(PROBLEM TO SOLVE)
Set out all of the material below as a two-column CSV with the headers "input" and "output". Each row should hold one text and the answer that follows it, each in a single quoted field with line breaks turned into spaces, and the pictures should be left out.

(EXERCISE MATERIALS)
——

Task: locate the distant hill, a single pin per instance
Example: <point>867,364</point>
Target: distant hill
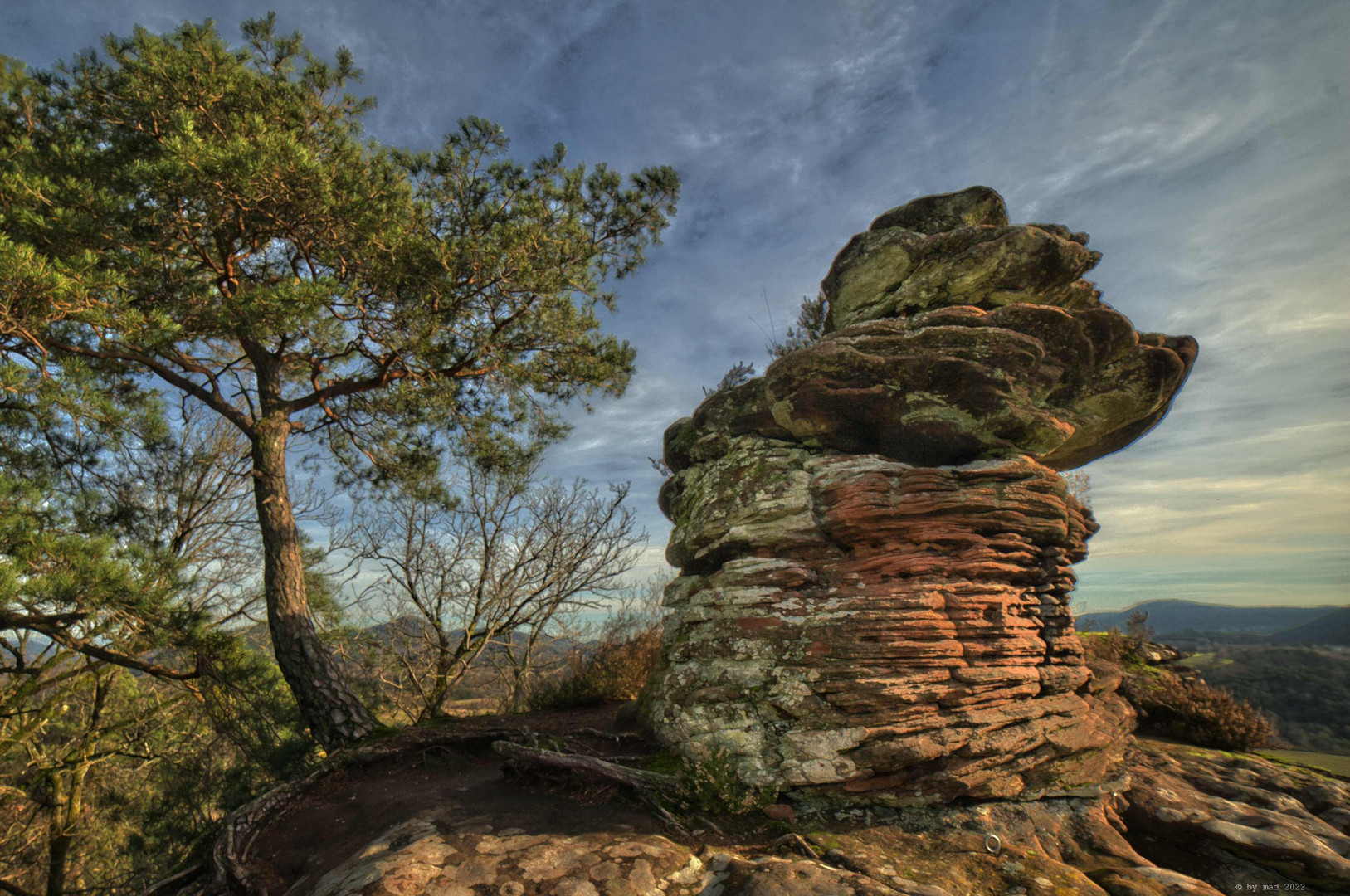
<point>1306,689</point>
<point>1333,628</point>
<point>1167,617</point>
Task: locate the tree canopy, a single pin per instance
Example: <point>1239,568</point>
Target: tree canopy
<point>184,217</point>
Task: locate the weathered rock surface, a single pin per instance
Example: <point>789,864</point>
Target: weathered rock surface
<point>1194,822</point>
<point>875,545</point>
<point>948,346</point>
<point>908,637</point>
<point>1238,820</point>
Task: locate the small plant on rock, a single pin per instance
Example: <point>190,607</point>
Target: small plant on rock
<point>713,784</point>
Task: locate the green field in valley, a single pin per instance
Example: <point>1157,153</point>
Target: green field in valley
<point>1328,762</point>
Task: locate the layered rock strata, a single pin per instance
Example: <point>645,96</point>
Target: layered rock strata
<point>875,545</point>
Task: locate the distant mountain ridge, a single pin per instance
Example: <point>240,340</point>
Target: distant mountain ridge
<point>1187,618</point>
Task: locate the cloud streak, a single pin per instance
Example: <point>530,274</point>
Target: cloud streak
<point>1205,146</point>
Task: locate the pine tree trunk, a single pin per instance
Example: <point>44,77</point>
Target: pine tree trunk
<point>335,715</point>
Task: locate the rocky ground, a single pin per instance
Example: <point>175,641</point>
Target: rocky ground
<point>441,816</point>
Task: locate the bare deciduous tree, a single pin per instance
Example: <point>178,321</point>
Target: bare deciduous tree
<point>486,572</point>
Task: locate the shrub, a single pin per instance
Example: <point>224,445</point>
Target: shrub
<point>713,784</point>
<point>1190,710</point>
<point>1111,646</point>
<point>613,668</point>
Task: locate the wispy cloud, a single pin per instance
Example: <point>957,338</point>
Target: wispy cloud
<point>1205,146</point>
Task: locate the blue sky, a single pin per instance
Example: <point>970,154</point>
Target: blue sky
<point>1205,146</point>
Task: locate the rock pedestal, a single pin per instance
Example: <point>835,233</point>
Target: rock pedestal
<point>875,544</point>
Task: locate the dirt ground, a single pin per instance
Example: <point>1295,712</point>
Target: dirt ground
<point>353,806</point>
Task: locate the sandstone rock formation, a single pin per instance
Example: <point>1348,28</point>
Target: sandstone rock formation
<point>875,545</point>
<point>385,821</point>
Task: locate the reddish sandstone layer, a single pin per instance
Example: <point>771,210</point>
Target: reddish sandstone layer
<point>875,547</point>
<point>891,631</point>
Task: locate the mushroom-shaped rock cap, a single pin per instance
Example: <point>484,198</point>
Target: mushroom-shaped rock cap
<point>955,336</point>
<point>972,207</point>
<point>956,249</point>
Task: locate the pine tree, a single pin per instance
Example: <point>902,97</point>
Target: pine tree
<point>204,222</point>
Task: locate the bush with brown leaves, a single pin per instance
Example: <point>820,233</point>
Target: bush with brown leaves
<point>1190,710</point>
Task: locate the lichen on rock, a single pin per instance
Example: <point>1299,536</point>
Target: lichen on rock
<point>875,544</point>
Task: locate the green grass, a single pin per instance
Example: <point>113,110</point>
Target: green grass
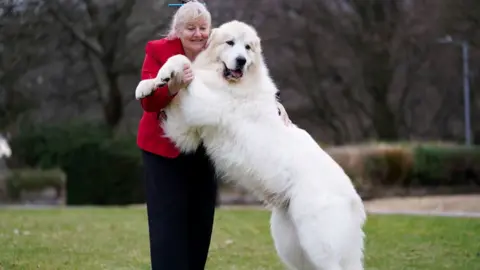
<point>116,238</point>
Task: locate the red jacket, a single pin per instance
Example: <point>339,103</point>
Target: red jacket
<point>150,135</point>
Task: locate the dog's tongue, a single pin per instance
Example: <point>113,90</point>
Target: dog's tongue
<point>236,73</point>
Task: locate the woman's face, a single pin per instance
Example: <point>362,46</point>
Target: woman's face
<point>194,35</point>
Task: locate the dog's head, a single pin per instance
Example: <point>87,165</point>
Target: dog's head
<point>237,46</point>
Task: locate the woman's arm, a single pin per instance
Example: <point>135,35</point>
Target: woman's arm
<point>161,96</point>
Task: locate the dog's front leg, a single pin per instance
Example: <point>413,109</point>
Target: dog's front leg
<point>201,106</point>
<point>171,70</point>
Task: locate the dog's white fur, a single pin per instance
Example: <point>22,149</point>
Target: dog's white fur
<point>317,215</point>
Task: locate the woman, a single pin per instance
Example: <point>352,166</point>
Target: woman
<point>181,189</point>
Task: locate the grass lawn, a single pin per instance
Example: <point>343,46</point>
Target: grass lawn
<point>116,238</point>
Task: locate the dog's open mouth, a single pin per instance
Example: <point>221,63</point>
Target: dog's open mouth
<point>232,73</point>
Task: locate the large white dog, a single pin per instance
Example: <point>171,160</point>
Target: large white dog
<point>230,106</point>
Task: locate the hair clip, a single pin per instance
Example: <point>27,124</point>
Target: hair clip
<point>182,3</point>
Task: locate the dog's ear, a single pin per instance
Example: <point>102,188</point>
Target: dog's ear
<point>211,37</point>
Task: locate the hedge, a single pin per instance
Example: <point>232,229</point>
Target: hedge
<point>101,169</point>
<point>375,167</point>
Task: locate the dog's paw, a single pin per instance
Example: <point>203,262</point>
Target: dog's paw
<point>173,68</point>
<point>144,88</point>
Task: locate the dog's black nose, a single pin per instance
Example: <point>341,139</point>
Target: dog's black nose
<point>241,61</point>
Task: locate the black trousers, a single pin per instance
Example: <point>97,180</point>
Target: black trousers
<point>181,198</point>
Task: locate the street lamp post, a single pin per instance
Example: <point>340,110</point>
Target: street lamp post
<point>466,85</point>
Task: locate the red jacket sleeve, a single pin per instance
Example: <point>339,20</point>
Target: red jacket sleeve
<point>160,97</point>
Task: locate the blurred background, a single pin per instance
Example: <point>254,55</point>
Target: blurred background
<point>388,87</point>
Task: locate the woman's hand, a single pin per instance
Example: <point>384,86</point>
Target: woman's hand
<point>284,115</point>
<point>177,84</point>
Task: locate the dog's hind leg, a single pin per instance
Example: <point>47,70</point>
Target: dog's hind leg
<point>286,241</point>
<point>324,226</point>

——

(CORRECT RESPONSE)
input,output
"Task: locate the distant hill, a single pin per instance Example: <point>867,364</point> Target: distant hill","<point>1306,689</point> <point>1333,628</point> <point>1167,617</point>"
"Task: locate the tree canopy, a single pin per instance Example: <point>1239,568</point> Target: tree canopy","<point>184,217</point>"
"Task: locate the weathered rock surface, a single pin per instance Example: <point>789,864</point> Target: weathered rock surface","<point>1194,822</point> <point>875,545</point> <point>948,346</point> <point>908,637</point> <point>1238,820</point>"
"Task: locate the small plant on rock, a single pin per instance Example: <point>190,607</point> Target: small plant on rock","<point>713,784</point>"
"Task: locate the green field in valley, a single pin per instance Example: <point>1157,153</point> Target: green field in valley","<point>1328,762</point>"
"Task: locate the layered rock strata, a single pin per instance Example: <point>645,96</point> Target: layered rock strata","<point>875,545</point>"
"Task: locate the distant mountain ridge, a single pin per instance Example: <point>240,340</point> Target: distant mountain ridge","<point>1187,618</point>"
"Task: locate the cloud streak, a single pin per instance Example: <point>530,274</point> Target: cloud streak","<point>1205,146</point>"
"Task: locate the pine tree trunk, a single pin per instance Example: <point>44,77</point> Target: pine tree trunk","<point>335,715</point>"
"Task: locate the rocky ground, a single pin per instance Example: <point>175,641</point> Target: rocky ground","<point>441,816</point>"
"Task: locate the bare deciduous tree, a single pin per instance Example: <point>178,321</point> Target: bare deciduous tree","<point>486,572</point>"
"Task: locate the shrub, a single pin per instance Example: <point>224,445</point> Target: shrub","<point>713,784</point> <point>1190,710</point> <point>1111,646</point> <point>613,668</point>"
"Task: locate the wispy cloud, a single pin per instance Example: <point>957,338</point> Target: wispy cloud","<point>1205,146</point>"
"Task: locate the blue sky, a single pin per instance Example: <point>970,154</point> Target: blue sky","<point>1205,146</point>"
"Task: locate the rock pedestal, a single pin per instance Example: <point>835,233</point> Target: rock pedestal","<point>875,544</point>"
"Task: locate the dirt ground, a single pin per instance Example: <point>1295,712</point> Target: dirt ground","<point>353,806</point>"
"Task: locate the sandstone rock formation, a single pin per instance Example: <point>1348,28</point> Target: sandstone rock formation","<point>875,545</point> <point>385,821</point>"
"Task: locate the reddish sandstone layer, a single pin per instance Example: <point>771,210</point> Target: reddish sandstone layer","<point>875,547</point> <point>891,631</point>"
"Task: locate the mushroom-shaped rock cap, a single pin per instance Example: <point>484,198</point> Target: mushroom-shaped rock cap","<point>955,336</point> <point>972,207</point> <point>956,249</point>"
"Task: locate the pine tree, a single pin per instance Example: <point>902,97</point> Target: pine tree","<point>204,222</point>"
"Task: locate the bush with brown leaves, a single pin per instance Example: <point>820,233</point> Target: bush with brown leaves","<point>1190,710</point>"
"Task: locate the lichen on rock, a single pin per instance Example: <point>1299,536</point> Target: lichen on rock","<point>875,544</point>"
"Task: locate the green grass, a single pin per instance Example: <point>113,110</point> Target: green grass","<point>116,238</point>"
"Task: locate the red jacket, a single pin per instance Example: <point>339,103</point> Target: red jacket","<point>150,135</point>"
"Task: locate the dog's tongue, a single pin per instance Example: <point>113,90</point> Target: dog's tongue","<point>236,73</point>"
"Task: locate the woman's face, a single pin per instance Example: <point>362,46</point> Target: woman's face","<point>194,35</point>"
"Task: locate the dog's head, a single pin per instance Example: <point>87,165</point> Target: dog's head","<point>237,46</point>"
"Task: locate the woman's arm, a single pin per instance Example: <point>135,35</point> Target: woman's arm","<point>161,96</point>"
"Task: locate the dog's front leg, a single pin per instance Example: <point>413,109</point> Target: dog's front leg","<point>201,106</point> <point>171,70</point>"
"Task: locate the dog's white fur, a single pin per instance Example: <point>22,149</point> Target: dog's white fur","<point>317,215</point>"
"Task: locate the woman, a single pin per instance Example: <point>352,166</point> Target: woman","<point>181,189</point>"
"Task: locate the grass lawn, a single pin per instance Example: <point>343,46</point> Target: grass lawn","<point>116,238</point>"
"Task: locate the dog's open mouth, a single pin per instance Example: <point>221,63</point> Target: dog's open mouth","<point>232,73</point>"
"Task: locate the large white dog, a single pin per instance Example: <point>171,160</point> Target: large white dog","<point>230,106</point>"
"Task: locate the hair clip, a single pin per instance Example: <point>27,124</point> Target: hair clip","<point>182,3</point>"
"Task: locate the dog's ear, a single pin per instance Example: <point>102,188</point> Target: dog's ear","<point>211,37</point>"
"Task: locate the hedge, a single pin per instance Example: <point>232,229</point> Target: hedge","<point>101,169</point> <point>375,167</point>"
"Task: locate the dog's paw, a single pin per instance Example: <point>203,262</point> Target: dog's paw","<point>173,68</point> <point>144,88</point>"
"Task: locate the dog's black nose, a single pin per instance Example: <point>341,139</point> Target: dog's black nose","<point>241,61</point>"
"Task: locate the black trousers, a single pin per instance Example: <point>97,180</point> Target: black trousers","<point>181,198</point>"
"Task: locate the street lamp post, a single pin per instance Example: <point>340,110</point> Target: street lamp post","<point>466,85</point>"
"Task: locate the red jacket sleeve, a single pin per instance Example: <point>339,20</point> Target: red jacket sleeve","<point>160,97</point>"
"Task: locate the blurred background, a single pin per instance Example: <point>254,55</point> Target: blurred background","<point>388,87</point>"
"Task: locate the woman's hand, a single pin per instance Example: <point>384,86</point> Target: woman's hand","<point>284,115</point> <point>177,84</point>"
"Task: locate the dog's hind leg, a single pin per instance Example: <point>47,70</point> Target: dog's hind leg","<point>286,241</point> <point>324,226</point>"